#### Records to process
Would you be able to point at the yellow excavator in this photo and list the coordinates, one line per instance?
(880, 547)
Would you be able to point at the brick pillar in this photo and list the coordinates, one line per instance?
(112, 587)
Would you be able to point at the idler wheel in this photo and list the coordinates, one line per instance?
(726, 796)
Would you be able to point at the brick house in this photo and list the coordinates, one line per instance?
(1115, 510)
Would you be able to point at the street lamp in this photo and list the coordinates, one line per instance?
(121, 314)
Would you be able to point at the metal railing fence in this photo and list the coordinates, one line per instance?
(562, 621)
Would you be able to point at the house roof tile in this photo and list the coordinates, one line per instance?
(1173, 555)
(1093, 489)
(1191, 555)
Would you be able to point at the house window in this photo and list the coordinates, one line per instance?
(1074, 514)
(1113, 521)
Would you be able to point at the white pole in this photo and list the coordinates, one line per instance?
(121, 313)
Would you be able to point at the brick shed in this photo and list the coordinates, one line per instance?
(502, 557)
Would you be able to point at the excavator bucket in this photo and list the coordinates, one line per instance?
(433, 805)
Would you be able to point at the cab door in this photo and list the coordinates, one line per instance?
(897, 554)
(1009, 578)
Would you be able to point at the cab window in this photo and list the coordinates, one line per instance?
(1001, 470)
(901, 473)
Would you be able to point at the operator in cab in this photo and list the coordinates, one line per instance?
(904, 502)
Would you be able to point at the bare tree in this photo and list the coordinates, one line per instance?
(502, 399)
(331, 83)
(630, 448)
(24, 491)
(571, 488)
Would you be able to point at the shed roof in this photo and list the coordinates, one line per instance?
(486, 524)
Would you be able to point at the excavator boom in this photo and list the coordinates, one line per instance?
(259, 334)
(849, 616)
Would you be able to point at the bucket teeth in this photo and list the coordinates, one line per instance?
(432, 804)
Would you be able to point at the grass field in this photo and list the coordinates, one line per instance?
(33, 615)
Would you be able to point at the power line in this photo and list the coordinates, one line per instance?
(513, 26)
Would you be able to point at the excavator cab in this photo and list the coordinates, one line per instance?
########
» Goal:
Switch "point at" to "mark" throughout the records above and write them all out again, changing nothing else.

» Right answer:
Would you be able to mark the yellow excavator in this photo and list the coordinates, one line per instance?
(880, 547)
Would you be able to mark the brick pillar in this photo and list the coordinates, one line per instance?
(112, 587)
Would you be able to mark the idler wheel in this photo and list the coordinates, one line per instance?
(726, 796)
Would you be able to mark the brick house in this photo and list the coordinates, one line per instance?
(1115, 510)
Would you be able to mark the street lamp in this photo and list the coordinates, one line per instance?
(121, 314)
Would you be able to mark the metal railing fence in this photo and list the coordinates, one line per instance?
(562, 621)
Would you be able to mark the house roof tile in this photo and list the coordinates, one line per instance?
(1173, 555)
(1093, 489)
(1191, 555)
Would you be able to mark the house window in this photo and list the coordinates, one line per instance?
(1074, 514)
(1113, 521)
Would you be able to mark the white pole in this photo and list the coordinates, one line per instance?
(121, 313)
Would you be able to mark the brick shed in this photo and list the coordinates, one line per instance?
(502, 557)
Would you be able to mark the excavator bucket in this photo and list the coordinates, one line per instance?
(433, 805)
Would you be able to mark the cab door in this photo and list the coordinates, one line per instance?
(897, 554)
(1009, 578)
Would you be able to mark the cab window in this photo and list the coordinates, one line per instance?
(1001, 470)
(901, 473)
Would you be able to mark the operator in cab in this photo and list the coordinates, one line per instance?
(904, 502)
Would you be able to mark the bare tree in this photo and list the coordinates, one line per instance?
(502, 399)
(331, 83)
(630, 448)
(24, 491)
(571, 488)
Would you be able to mark the shed roof in this photo and list the coordinates, one line per instance?
(486, 524)
Would you be able to mark the excavator boom in this photo and list the coordinates, one line per instance?
(259, 334)
(849, 616)
Would you be able to mark the bucket teeth in this photo and list the coordinates, one line per instance?
(432, 804)
Would you be able to mark the grass field in this photo and list the coordinates, one line per instance?
(33, 615)
Would you be able to mark the power line in this photo and list the coordinates, one line per instance?
(513, 26)
Would you be able to mark the excavator cab in this photo and list the coordinates, one line per instance?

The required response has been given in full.